— THE TASK —
Nothing but the lines from the start of the entries through the line containing "Target: gray wing" should appear in the answer, each given exactly.

(Natural language region descriptions)

┏━━

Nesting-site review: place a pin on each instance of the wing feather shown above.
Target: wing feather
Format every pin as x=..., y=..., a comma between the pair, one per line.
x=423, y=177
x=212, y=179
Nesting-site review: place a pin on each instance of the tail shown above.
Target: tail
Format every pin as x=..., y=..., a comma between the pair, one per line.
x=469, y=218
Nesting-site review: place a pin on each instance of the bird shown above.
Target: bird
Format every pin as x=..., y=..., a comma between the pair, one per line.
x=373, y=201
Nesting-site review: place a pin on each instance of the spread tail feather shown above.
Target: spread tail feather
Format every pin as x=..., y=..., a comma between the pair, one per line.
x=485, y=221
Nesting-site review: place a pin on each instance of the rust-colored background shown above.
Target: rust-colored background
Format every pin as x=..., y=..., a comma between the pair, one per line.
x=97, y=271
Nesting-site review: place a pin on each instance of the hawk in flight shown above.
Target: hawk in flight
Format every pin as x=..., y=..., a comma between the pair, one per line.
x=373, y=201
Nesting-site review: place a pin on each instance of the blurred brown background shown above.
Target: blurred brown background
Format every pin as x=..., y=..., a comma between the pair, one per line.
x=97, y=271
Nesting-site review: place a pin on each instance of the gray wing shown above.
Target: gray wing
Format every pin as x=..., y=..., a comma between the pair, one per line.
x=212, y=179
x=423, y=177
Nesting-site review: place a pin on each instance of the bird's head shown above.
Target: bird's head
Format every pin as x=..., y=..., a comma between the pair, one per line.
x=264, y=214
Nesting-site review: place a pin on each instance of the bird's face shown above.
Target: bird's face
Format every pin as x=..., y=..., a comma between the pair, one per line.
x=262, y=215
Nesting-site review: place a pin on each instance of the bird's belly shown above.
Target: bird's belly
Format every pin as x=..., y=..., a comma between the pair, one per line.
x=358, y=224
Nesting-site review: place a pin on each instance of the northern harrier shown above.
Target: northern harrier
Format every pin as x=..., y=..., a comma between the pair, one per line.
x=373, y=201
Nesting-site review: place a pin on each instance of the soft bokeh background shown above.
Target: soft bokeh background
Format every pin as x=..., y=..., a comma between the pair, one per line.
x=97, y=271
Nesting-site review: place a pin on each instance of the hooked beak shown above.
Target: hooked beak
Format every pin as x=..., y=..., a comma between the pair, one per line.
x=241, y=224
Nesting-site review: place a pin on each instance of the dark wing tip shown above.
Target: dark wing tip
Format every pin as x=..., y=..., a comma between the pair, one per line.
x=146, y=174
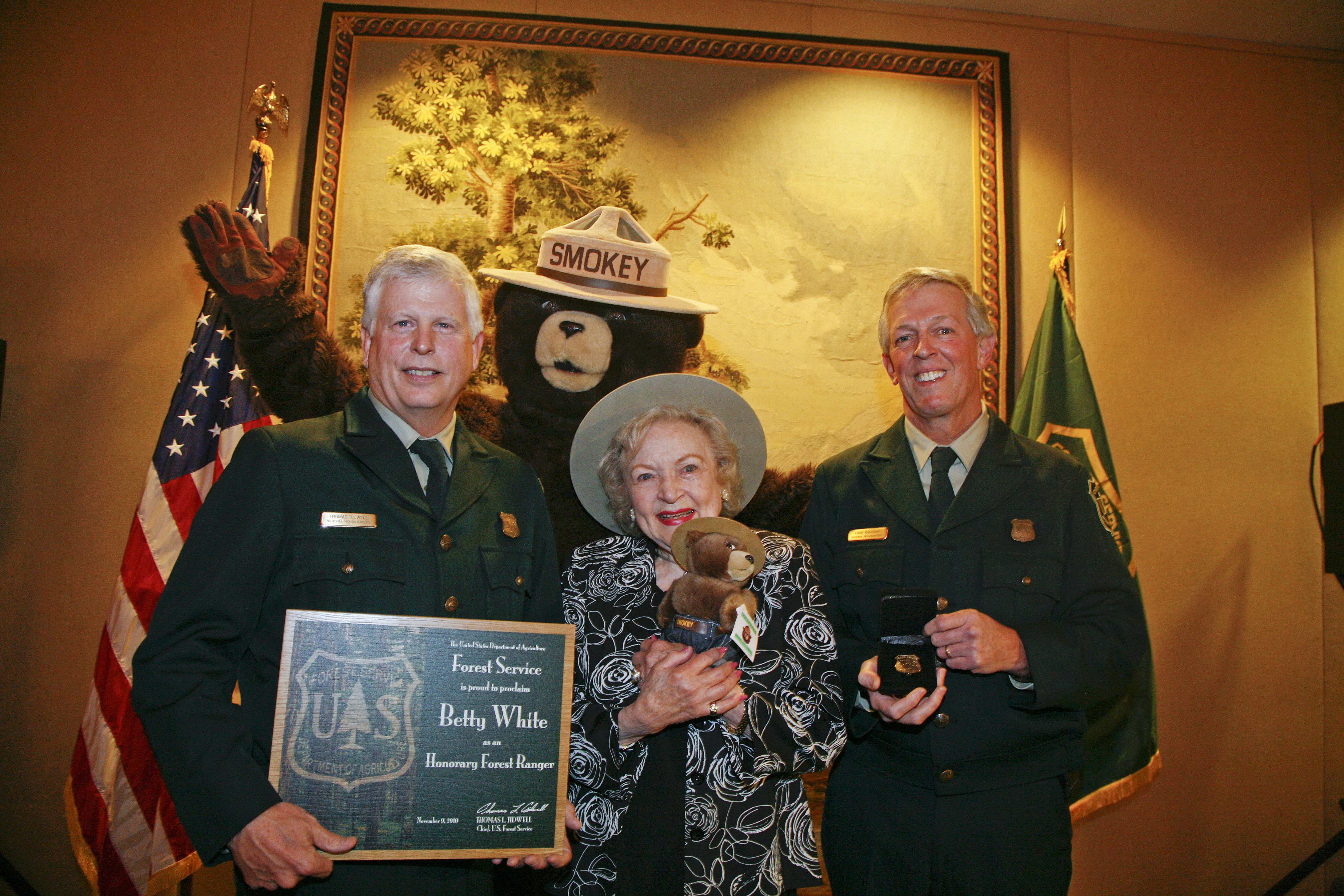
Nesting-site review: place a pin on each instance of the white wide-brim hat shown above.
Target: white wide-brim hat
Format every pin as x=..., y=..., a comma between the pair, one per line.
x=604, y=257
x=681, y=390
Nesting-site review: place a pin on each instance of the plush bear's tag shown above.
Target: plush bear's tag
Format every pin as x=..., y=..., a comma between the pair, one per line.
x=745, y=634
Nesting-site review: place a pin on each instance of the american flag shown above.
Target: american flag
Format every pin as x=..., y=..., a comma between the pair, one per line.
x=123, y=824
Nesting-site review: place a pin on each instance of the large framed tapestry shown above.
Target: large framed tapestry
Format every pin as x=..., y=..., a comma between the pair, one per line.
x=792, y=178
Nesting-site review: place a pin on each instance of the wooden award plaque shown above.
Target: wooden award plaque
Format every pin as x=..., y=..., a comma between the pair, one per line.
x=426, y=738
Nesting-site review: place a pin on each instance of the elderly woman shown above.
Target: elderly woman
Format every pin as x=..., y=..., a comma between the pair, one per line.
x=683, y=773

┗━━

— YOUR RESPONSE —
Nesting-site review: place a pin on each instance of the wing feather shown above.
Target: wing feather
Format every pin as x=..., y=..., a comma between the pair, one per line.
x=423, y=177
x=212, y=179
Nesting-site review: place a pin on each instance of the tail shown above.
Target: tail
Format every pin as x=..., y=..., a comma between the pair, one per line.
x=469, y=218
Nesting-site review: place a pin on each instance of the bird shown above.
Target: bird
Format every pin as x=..., y=..., a comma between the pair, one per line.
x=373, y=201
Nesting-site review: place a pin on each instance of the spread tail feather shown above.
Target: spread tail feather
Format every pin as x=..., y=..., a comma between the pair, one per line.
x=485, y=221
Nesting-site review: place a pin on each instance of the rust-colored background shown above.
Target: rust-colored background
Format every pin as x=..., y=..., a comma between the pair, one per line.
x=97, y=271
Nesting-site review: place a pin on each instance of the hawk in flight shown above.
Target: hawk in flight
Format every pin as x=..., y=..., a comma between the pair, one per line.
x=373, y=201
Nesting-site review: place a pin on each instance of the blurred brown background shown above.
Target: blurred brown background
Format every pin as x=..., y=..., a comma between the pair, one per line.
x=97, y=271
Nesting-site review: place a pin on each instance of the gray wing shown above.
Target: gray wing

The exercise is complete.